What you have to do -> Reproduce the entries below, replacing "hay bale" with "straw bale" and leaving all other text unchanged. Omit the pictures from the output.

[Image point-annotation entries]
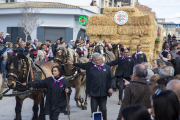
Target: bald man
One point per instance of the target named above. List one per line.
(174, 85)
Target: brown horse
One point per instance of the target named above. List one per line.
(64, 54)
(18, 71)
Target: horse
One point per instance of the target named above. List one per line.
(18, 72)
(77, 78)
(108, 56)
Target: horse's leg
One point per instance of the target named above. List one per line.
(42, 109)
(85, 103)
(18, 108)
(36, 107)
(77, 90)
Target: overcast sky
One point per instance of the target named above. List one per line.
(169, 9)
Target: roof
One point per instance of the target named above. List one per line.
(37, 5)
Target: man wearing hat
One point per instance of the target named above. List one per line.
(174, 51)
(7, 39)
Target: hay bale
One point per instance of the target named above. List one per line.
(97, 20)
(94, 39)
(100, 30)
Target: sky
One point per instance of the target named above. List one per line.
(169, 9)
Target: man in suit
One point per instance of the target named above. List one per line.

Complete output ->
Target: bald man
One point per instance of the target named above. List one per line.
(174, 85)
Target: brown horse
One point per instance of the target named above. List one per line.
(64, 54)
(18, 71)
Target: horse
One point per instance of the target named above. List one per line.
(18, 72)
(77, 78)
(108, 56)
Target: horse's leg
One point per instance of the target named above. List one per line.
(42, 109)
(85, 103)
(18, 108)
(36, 107)
(77, 90)
Target: overcast sky
One point per instance of the target named above. List one per line.
(169, 9)
Target: roof
One point per instance of the target named above. List one per line.
(37, 5)
Target: man wearing hat
One point per instance of the target named above. List one per line.
(174, 51)
(7, 39)
Target: straw bale
One point per instance of the target named above. List one per line.
(97, 20)
(94, 39)
(100, 30)
Target: sky
One point per instance of the target named above. List one per line.
(169, 9)
Target: man in suit
One point per instance of the target named above. List one per line.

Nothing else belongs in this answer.